§ **Text excerpt**:
^^^^^^^^^^^^^^^^

AMD Carrizo / Toronto

The Big Picture:

plSAib1.png
 
Ah, thank you fellix! With the GPU missing from the first picture, it's no wonder I had trouble distinguishing it from the northbridge! :LOL:

And now the memory PHYs don't look particularly large anymore. In retrospect I really should have noticed that something was very wrong.

Is there anything wrong with that?

When Kaveri was first released, there was some speculation, based on estimated scaling factors, leaks and some ambiguous statements in official documentation, that Kaveri featured a 256-bit wide memory interface of which 50% was unused, i.e. that each stripe was 128-bit wide.

It's now clear that this wasn't the case.
 
Lets hope AMD manages to have Kepler/Maxwell type of improvement wrt to power consumption, they need it.

Now I think their positioning is completely off, that chip is designed as if they were still fighting against Intel. They don't, there is no need for them to have a "win" even on the GPU side of the APU. Intel is 2 nodes ahead and both its CPU line (Atom and Core) performances are out of their reach. They don't really the brand recognition to do that either.

I don't expect to win any argument on the matter but clearly it is time for them to produce based on more economical considerations. They want to continue to push out pretty big chips that can't live up to their promises either because of power constraints or bandwidth starvation, all the power to them, they will finish in another inventory write off, business as usual I would say.
The reality is that those APUs will end up against pentium and celeron, how AMD expect to be profitable enough going against Intel salvaged parts while tusing x4 CPU x8 CUs configuration (pretty big chip)? They won't be profitable and hardly competitive, will follow an inventory write off and lots of "big" APU sold for cheap as Athlon with half the APU disable. For the ref iirc those late Core M processor are ~90mm2.

Everything they are doing is fine: denser circuitry, more advanced power management, architectural improvement, etc. BUT the product is wrong for me, it is more than it needs to be. Actually the same applies to their lesser SOC line, fully enabled versions are pretty rare compared to 2 cores /salvaged versions.
I do get that they have been going against Intel for decades, trying to match their performances (exceeding them at a time), etc. BUT they can no longer do it, they have to change their ways.
The chip is twice as big as it should be in my opinion.
 
Last edited:
It's a bit sad that the bus architecture isn't as streamlined as even Sandybridge:

http://techreport.com/review/27853/amd-previews-carrizo-apu-offers-insights-into-power-savings/3

For example, for most intents and purposes, AMD's Kaveri is kind of a Radeon glued to a Bulldozer core. Rather than sharing a memory controller over an interconnect fabric that maintains memory coherency—as one would expect with the SoC approach—Kaveri's GPU has three paths to memory: a 512-bit Radeon memory bus, a 256-bit "Fusion Compute Link" into CPU-owned memory, and another 256-bit link into CPU-owned memory that maintains coherency. In theory, with a proper coherent fabric, these three links could be merged into one, saving power, reducing complexity, and quite probably improving performance. The use of a proper interconnect fabric would also allow AMD to swap in newer or larger graphics IP without requiring as much customization.

AMD surely chose to build Kaveri as it did for good reasons, most notably because it needed to deliver a product to the market in a certain time frame. Still, one can't help but note that Intel's original Sandy Bridge chip had a common ring interconnect joining together the CPU cores, graphics, shared last-level cache, and I/O. From a certain perspective, although it wasn't meant for this mission, Sandy Bridge's basic architecture was arguably a better fit for AMD's HSA execution model than Kaveri.

^^^^^^^^^^^^^^^^

§ **Supplied data**:
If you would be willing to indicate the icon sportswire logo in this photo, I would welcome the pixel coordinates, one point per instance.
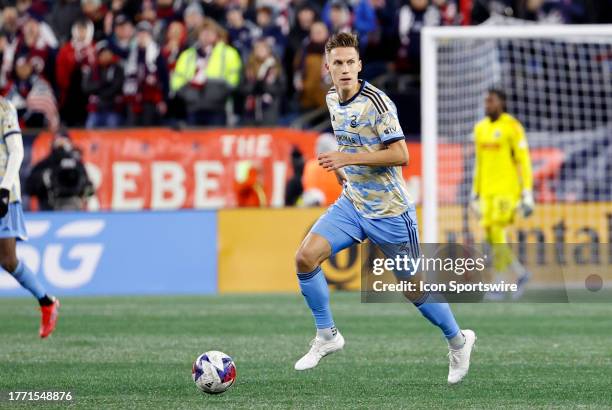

^^^^^^^^^^^^^^^^

§ **Task list**:
[A] Reproduce word for word the part of the AMD Carrizo thread from "Now I think" up to and including "do that either.".
[B] Continue the AMD Carrizo forum thread, starting after its last sentence.

§ **Per-task answers**:
[A]
Now I think their positioning is completely off, that chip is designed as if they were still fighting against Intel. They don't, there is no need for them to have a "win" even on the GPU side of the APU. Intel is 2 nodes ahead and both its CPU line (Atom and Core) performances are out of their reach. They don't really the brand recognition to do that either.

[B]
Makes me think that the AMD digestion of its ATI acqusition an ongoing process (although the large switch in fabrication to GPU style would be a sign of progress)
 
Makes me think that the AMD digestion of its ATI acqusition an ongoing process (although the large switch in fabrication to GPU style would be a sign of progress)
Looking back, AMD should have merged with Nvidia instead of buying ATI and then put JHH as new CEO as he demanded. History would have been very different.
 
It's a bit sad that the bus architecture isn't as streamlined as even Sandybridge:
Major changes in CPU interconnects are a significant undertaking. The complicated bus arrangement is how AMD was able to shoehorn the GPU memory subsystem into the crossbar+request queue setup AMD's CPUs have been using in some form since the K8.
Intel's transition from Nehalem to Sandy Bridge introduced the ring bus and a revamped cache protocol that looks like it might find a mesh-based successor in the next MIC. A lot of cores have come and gone with that foundation still in place.

AMD is overdue for a change, but there would be a lot of groundwork that would have to be done on the CPU, GPU, and uncore to make the two sides more compatible. At present, the GCN cache hierarchy is appears to be too primitive and the CPU side too unscalable for there to be something like a shared cache.

Some of the research AMD's put forward allows for a continued split between coherent and non-coherent traffic, so I'm not sure how that meshes with the article's definition of a "proper" coherent interconnect.
 
Intel's transition from Nehalem to Sandy Bridge introduced the ring bus and a revamped cache protocol that looks like it might find a mesh-based successor in the next MIC.

Hmm, what makes you believe that they would move to a mesh topology from ring?
 
Hmm, what makes you believe that they would move to a mesh topology from ring?
Knight's Landing will have a 2D mesh.
https://software.intel.com/en-us/articles/what-disclosures-has-intel-made-about-knights-landing

Whether that will filter down to the mainline anytime soon is unclear, but it is possible that the bandwidth requirements for the vector processors has met scalability limits of the original ring bus.
The highest-end Xeons may have the bandwidth and performance level to also find benefit in the revamped topology as well.
 
It seems like CPUs would benefit more from tight, predictable latencies than massive bandwidth; I don't think they typically saturate the bandwidth offered up by dual channel DDR3 (at least with pre-AVX2 workloads without massive FMAC throughput). Xeons seem to do just fine w/ a multi-ring bus. Inter-GPU connects might be a different story though.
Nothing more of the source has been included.